*Text passage*.
═══
In the wake of the U.S. Supreme Court’s recent refusal to hear her case, the widow of a Chicago man, who killed himself after allegedly taking the generic form of the antidepressant Paxil, is trying to have a federal district judge restore her $3 million verdict against drugmaker GlaxoSmithKline, because the company allegedly didn’t push federal regulators to revise the drug’s warning label.
“Principles of equity and justice demand the judgement currently in favor of GSK be vacated and the previous judgment entered in favor of Wendy Dolin be reinstated. Anything less would be a tattering of justice and result in an erosion of the public’s confidence in the judicial process,” attorneys for Dolin said.
On May 28, the nation’s high court denied, without comment, Dolin’s petition for the court to hear arguments why pharmaceutical company GSK should have to pay the $3 million a jury ordered in 2017 in U.S. District Court for the Northern District of Illinois. The company is headquartered in the United Kingdom, with American offices centered in Philadelphia.
Dolin’s husband, lawyer Stewart Dolin, killed himself in 2010. Wendy Dolin alleged he was taking paroxetine, the generic version of GSK’s antidepressant Paxil. She alleged the drug’s label, which is identical for both Paxil and paroxetine and was written by GSK, did not adequately warn users the drug could increase the risk of suicide. Dolin alleged GSK knew of the increased risk.
═══
*Data under study*.
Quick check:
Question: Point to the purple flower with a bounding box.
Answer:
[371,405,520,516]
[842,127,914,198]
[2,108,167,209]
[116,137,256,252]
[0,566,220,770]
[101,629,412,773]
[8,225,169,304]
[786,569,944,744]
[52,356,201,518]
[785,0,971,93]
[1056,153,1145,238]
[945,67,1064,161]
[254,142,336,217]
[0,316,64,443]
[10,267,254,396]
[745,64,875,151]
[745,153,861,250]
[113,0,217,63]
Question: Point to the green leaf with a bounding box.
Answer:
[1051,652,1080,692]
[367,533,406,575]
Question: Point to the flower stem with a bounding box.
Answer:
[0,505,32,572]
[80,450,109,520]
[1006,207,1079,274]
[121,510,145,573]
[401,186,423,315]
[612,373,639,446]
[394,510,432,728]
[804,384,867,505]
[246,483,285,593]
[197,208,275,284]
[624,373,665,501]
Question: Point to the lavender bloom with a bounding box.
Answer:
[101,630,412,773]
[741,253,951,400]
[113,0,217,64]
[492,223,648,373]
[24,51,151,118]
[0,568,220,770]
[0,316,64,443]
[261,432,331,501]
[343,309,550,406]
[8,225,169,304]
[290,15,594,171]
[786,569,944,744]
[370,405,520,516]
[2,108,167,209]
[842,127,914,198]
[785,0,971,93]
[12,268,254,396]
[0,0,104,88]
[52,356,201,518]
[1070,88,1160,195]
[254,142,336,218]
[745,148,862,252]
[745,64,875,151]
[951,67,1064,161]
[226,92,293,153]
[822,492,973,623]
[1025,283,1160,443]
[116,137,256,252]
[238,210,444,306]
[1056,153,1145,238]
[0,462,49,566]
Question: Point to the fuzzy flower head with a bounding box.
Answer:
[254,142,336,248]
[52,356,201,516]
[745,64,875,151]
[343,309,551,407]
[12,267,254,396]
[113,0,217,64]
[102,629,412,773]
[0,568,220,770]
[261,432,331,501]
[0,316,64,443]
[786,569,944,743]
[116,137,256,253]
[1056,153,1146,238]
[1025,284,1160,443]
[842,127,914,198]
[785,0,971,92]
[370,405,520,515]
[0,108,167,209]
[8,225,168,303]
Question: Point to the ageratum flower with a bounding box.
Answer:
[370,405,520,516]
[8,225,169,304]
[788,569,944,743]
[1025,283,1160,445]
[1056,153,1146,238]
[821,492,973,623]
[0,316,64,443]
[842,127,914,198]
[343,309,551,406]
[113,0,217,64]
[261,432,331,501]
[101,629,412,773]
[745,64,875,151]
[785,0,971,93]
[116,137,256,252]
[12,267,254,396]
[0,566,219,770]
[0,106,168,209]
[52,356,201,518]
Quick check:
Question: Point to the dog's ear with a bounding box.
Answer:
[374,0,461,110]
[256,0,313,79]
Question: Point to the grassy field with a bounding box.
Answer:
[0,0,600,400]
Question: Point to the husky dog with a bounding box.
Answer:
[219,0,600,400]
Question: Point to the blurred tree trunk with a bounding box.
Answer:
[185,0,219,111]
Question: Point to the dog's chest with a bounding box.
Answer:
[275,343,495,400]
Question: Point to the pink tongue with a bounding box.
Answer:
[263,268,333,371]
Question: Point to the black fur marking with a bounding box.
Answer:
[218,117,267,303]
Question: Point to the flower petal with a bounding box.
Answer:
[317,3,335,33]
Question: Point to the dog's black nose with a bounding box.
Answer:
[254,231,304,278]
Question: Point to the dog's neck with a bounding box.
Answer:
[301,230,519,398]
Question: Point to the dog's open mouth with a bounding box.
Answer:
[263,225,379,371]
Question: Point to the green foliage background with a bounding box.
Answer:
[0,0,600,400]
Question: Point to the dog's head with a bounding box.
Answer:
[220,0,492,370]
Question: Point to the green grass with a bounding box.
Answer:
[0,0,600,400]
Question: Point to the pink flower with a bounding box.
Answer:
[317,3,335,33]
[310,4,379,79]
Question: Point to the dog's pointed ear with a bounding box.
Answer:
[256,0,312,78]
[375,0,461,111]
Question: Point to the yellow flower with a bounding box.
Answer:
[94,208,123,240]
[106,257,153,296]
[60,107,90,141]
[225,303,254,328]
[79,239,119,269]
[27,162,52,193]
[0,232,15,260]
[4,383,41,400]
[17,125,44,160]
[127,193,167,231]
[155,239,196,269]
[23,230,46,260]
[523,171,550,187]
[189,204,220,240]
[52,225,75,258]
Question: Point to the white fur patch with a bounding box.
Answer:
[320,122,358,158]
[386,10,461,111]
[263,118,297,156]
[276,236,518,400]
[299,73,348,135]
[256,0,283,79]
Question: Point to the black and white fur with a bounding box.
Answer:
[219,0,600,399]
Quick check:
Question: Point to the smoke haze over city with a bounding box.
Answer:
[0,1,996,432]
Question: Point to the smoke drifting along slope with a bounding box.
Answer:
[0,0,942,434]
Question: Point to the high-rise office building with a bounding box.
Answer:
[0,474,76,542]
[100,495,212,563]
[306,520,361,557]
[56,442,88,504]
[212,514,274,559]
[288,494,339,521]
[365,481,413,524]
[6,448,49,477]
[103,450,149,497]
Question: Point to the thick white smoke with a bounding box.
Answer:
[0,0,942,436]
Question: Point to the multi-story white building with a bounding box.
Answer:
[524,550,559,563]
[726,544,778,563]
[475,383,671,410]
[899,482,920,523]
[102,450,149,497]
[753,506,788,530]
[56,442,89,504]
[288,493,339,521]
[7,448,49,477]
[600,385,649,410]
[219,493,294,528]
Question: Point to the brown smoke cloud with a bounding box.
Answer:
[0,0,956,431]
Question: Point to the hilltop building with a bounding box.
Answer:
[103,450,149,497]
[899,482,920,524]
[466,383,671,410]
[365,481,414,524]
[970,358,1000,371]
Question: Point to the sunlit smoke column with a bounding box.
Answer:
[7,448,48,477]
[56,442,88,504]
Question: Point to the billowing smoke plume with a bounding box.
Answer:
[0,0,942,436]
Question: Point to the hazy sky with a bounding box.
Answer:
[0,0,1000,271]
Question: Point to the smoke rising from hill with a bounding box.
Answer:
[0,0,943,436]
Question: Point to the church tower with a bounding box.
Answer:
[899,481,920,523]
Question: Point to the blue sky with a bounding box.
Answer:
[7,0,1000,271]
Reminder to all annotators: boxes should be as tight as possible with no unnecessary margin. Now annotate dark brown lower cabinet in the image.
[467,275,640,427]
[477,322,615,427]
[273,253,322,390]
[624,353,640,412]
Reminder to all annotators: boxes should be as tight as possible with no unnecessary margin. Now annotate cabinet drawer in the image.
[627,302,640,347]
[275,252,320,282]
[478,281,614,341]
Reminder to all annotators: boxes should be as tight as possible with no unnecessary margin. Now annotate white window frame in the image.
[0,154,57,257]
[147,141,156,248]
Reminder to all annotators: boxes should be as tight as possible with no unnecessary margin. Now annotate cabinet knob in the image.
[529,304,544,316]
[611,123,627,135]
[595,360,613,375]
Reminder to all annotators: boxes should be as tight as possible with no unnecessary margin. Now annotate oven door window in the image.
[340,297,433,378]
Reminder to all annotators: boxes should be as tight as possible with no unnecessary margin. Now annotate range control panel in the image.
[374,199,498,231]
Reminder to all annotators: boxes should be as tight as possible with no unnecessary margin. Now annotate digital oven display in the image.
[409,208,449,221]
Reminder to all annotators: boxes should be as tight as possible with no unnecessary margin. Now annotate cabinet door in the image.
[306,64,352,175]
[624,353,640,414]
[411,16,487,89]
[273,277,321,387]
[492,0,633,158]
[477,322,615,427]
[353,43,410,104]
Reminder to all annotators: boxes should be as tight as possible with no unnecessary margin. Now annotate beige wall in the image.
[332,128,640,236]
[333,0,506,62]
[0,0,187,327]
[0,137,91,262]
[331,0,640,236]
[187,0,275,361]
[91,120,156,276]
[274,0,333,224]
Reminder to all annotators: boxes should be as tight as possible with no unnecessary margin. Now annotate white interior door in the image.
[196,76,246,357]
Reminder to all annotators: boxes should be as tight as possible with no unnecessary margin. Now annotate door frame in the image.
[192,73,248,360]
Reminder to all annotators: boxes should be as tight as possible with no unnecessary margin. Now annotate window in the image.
═══
*Tasks to perform*.
(a) In the article about the Paxil lawsuit, on what date did the U.S. Supreme Court deny Wendy Dolin's petition?
(b) Extend the article about Wendy Dolin's Paxil lawsuit against GlaxoSmithKline, picking up after its last sentence.

*Responses to the exercise*.
(a) May 28

(b)
The drug company has maintained it repeatedly tried to persuade the U.S. Food and Drug Administration to let it upgrade the suicide warnings on the label, but the FDA refused. Dolin countered GSK should have tried harder. On appeal, GSK was found to have made a determined effort, but had no ultimate control over labels. As a result, the verdict was tossed.
In December, Dolin asked the Supreme Court to take her appeal in light of the court’s holding in a similar case, Merck v. Albrecht. In that ruling, the court told a federal appellate panel in Philadelphia to revisit its decision allowing suits against drugmakers over labels, even if the FDA rejected a manufacturer’s attempt to revise a label to include more warnings.
Having failed with the Supreme Court, Dolin filed a request June 27 to have a Chicago district court, where the case was tried, again take up the matter and restore the verdict. Dolin said district courts are empowered to do so by Federal Rules of Civil Procedure, which authorize the courts to “reexamine a judgment in light of an intervening change of law and to vacate judgments when appropriate to accomplish justice.”
Besides being unfair, Dolin is contending the toppling of the verdict means the FDA can violate the U.S. Constitution.
“This Court would have to conclude the FDA forbade GSK from issuing a truthful warning — such a prohibition would constitute a proscription on speech in direct violation of the First Amendment, which protects the dissemination of truthful information and likewise protects patients’ rights to receive such truthful information,” Dolin argued.
The case is before U.S. District Judge William Hart, who also presided over the earlier trial at which the $3 million verdict was awarded.
Dolin is represented by attorneys with the firms of Baum, Hedlund, Aristei & Goldman, of Los Angeles, and Rapoport Law Offices, of Chicago.
GSK is represented by Dentons US LLP, and Husch Blackwell LLP, both of Chicago; Phillips Lytle LLP, of Buffalo, N.Y.; and Troutman Sanders LLP and King & Spalding, both of Atlanta, Ga.